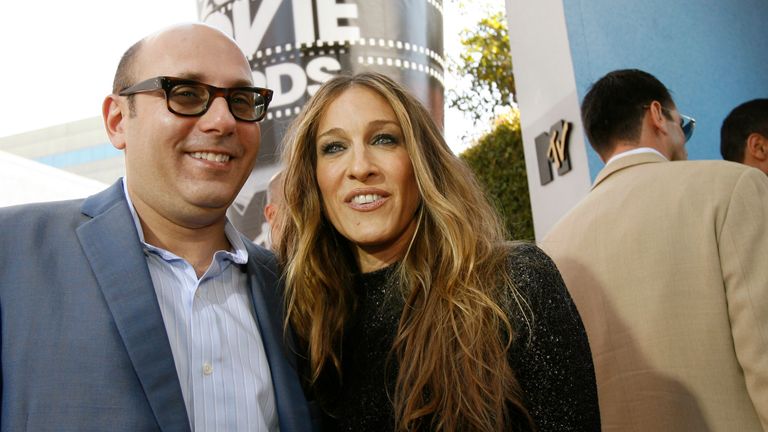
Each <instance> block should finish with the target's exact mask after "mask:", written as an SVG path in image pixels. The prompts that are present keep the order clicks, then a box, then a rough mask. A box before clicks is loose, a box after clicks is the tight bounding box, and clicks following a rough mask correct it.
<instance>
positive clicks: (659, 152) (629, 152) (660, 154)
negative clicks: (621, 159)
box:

------

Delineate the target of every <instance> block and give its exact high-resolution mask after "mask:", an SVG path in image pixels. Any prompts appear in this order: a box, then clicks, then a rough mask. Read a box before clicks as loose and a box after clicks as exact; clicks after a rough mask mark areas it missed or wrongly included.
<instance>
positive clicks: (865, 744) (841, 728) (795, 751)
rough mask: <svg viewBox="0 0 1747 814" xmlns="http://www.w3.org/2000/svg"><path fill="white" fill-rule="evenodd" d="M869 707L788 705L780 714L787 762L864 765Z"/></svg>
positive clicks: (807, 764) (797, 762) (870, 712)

------

• Activity
Return every line of the listing above that contains the string "positive". Case counts.

• Written solution
positive clicks: (659, 152) (629, 152) (660, 154)
positive clicks: (865, 744) (841, 728) (795, 751)
positive clicks: (807, 764) (797, 762) (870, 712)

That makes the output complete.